CAISI Eval Finds DeepSeek 8 Months Behind US, Experts Question Score

A U.S. government institute issued a verdict on China’s most powerful AI: eight months behind, with the gap expected to widen. The Center for AI Standards and Innovation at NIST released its evaluation of DeepSeek V4 Pro on May 1, concluding it lags behind the frontier by roughly eight months.

CAISI uses Item Response Theory to score models across seven benchmarks in five domains. The Elo scores: GPT-5.5 at 1,260, Claude Opus 4.6 at 999, DeepSeek V4 Pro around 800, close to GPT-5.4 mini at 749.

Results are unreproducible because two of the nine benchmarks remain non-public, and the widest gap appears on those. On public benchmarks, DeepSeek scores 90% on GPQA-Diamond, near Opus 4.6’s 91%, and 74% on SWE-Bench Verified versus GPT-5.5’s 81%.

For cost comparison, CAISI filtered out all U.S. models it deemed too expensive or weak, leaving only GPT-5.4 mini. DeepSeek was cheaper on five of seven benchmarks.

Critics argue the gap is shrinking. Stanford’s 2026 AI Index reports the Arena leaderboard gap between Claude Opus 4.6 and China’s Dola-Seed-2.0 Preview is now only 2.7%.

WORK INSTRUCTION A ->
Echo the stretch of the DeepSeek evaluation article from "CAISI Eval Finds" through "roughly eight months.".
WORK INSTRUCTION B ->
According to the DeepSeek evaluation article, on what date did CAISI release its evaluation of DeepSeek V4 Pro?
WORK INSTRUCTION C ->
Summarize the DeepSeek evaluation article in three sentences.
Nothing in the listing is needed for this work.

EXCERPTED DATA ->
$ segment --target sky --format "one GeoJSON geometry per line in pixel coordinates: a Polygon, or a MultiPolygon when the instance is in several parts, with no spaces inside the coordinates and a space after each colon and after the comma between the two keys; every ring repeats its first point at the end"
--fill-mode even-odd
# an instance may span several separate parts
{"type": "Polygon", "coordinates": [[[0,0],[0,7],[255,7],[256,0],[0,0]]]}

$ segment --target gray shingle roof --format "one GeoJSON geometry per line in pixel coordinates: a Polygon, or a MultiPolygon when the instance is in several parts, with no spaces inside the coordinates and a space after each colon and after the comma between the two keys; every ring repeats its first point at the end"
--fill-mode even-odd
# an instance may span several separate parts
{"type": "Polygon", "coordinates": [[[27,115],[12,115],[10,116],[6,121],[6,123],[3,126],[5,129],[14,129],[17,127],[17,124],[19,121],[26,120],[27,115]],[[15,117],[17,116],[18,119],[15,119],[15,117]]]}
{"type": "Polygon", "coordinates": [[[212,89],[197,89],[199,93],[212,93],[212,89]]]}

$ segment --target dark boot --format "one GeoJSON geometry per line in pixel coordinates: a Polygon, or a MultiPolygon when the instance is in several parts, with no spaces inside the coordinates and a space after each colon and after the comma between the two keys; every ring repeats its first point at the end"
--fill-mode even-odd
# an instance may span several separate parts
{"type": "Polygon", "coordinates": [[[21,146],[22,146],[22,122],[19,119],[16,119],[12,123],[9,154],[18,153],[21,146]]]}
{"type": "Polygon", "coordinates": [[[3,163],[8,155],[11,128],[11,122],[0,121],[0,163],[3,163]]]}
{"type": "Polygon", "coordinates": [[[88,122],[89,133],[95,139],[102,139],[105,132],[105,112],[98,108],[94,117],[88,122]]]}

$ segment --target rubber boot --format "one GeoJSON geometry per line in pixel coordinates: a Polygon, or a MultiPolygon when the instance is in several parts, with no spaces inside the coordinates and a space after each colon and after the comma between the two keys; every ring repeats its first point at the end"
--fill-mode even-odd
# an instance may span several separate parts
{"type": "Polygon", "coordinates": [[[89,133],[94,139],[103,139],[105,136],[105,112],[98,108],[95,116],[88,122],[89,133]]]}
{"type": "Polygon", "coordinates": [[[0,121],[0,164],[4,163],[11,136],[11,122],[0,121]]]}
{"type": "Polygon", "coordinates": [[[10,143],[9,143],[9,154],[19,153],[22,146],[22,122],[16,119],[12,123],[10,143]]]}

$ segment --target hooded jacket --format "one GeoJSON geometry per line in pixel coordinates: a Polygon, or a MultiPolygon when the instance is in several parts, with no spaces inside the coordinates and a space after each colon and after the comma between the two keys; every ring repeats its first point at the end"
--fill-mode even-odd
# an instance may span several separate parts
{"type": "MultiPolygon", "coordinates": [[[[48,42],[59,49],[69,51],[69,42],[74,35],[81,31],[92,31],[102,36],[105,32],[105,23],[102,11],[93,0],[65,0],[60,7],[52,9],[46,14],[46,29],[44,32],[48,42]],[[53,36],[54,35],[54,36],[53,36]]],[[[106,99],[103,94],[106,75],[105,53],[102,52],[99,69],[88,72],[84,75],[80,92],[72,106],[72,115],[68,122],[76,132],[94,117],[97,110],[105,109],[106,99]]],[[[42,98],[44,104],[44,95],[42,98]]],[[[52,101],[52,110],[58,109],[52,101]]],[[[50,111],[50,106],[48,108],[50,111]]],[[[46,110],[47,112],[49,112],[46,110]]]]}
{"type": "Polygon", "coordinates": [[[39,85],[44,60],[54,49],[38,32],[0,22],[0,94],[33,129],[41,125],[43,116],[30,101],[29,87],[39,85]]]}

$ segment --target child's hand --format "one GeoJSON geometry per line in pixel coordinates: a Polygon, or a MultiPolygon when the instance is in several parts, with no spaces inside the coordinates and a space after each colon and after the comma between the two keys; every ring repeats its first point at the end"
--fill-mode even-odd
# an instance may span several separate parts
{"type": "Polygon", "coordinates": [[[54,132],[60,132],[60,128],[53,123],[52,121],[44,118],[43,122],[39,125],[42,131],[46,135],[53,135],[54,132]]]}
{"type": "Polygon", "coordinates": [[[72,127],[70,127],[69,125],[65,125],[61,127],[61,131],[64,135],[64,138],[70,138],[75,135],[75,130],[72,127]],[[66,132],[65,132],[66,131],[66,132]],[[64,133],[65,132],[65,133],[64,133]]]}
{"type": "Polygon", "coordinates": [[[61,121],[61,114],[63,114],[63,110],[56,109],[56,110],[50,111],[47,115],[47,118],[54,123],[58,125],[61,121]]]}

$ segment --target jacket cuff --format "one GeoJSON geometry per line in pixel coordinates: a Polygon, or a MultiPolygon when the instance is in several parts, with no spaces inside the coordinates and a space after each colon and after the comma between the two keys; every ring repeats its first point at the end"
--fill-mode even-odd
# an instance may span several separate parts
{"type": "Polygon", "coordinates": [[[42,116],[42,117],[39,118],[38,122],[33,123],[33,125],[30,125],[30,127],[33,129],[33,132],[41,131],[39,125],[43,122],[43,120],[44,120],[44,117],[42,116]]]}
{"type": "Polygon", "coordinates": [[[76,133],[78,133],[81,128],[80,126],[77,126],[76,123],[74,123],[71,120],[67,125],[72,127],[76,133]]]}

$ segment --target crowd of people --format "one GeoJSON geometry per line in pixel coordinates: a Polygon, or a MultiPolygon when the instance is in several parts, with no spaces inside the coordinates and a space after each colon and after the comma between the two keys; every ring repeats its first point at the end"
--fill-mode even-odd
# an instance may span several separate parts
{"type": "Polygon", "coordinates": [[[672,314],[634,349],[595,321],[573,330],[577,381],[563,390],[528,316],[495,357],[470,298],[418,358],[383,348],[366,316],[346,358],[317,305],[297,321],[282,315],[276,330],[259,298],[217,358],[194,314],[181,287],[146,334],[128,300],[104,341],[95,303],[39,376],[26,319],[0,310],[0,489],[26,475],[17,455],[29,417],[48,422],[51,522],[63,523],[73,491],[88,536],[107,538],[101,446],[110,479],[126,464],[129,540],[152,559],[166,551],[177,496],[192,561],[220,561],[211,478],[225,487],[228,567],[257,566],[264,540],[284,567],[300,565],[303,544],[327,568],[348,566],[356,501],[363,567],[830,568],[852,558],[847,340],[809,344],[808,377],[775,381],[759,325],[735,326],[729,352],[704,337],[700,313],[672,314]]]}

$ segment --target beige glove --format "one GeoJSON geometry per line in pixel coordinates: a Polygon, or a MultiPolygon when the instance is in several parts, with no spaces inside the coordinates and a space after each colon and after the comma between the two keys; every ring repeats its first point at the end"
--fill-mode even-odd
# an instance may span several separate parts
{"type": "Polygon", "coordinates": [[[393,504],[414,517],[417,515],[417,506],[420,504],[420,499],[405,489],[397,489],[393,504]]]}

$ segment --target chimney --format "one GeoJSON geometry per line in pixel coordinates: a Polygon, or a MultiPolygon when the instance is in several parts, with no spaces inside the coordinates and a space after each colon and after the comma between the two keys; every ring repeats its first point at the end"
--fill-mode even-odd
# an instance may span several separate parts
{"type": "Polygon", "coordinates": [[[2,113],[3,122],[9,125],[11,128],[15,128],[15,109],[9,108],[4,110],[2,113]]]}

EXERCISE RESULT A ->
CAISI Eval Finds DeepSeek 8 Months Behind US, Experts Question Score

A U.S. government institute issued a verdict on China’s most powerful AI: eight months behind, with the gap expected to widen. The Center for AI Standards and Innovation at NIST released its evaluation of DeepSeek V4 Pro on May 1, concluding it lags behind the frontier by roughly eight months.

EXERCISE RESULT B ->
May 1.

EXERCISE RESULT C ->
The Center for AI Standards and Innovation at NIST concluded that DeepSeek V4 Pro lags the frontier by roughly eight months, scoring it around 800 Elo against GPT-5.5's 1,260. The results cannot be reproduced because two benchmarks remain non-public, and the widest gap appears on those. Critics argue the gap is shrinking, and Stanford's 2026 AI Index reports an Arena leaderboard gap of only 2.7% between Claude Opus 4.6 and Dola-Seed-2.0 Preview.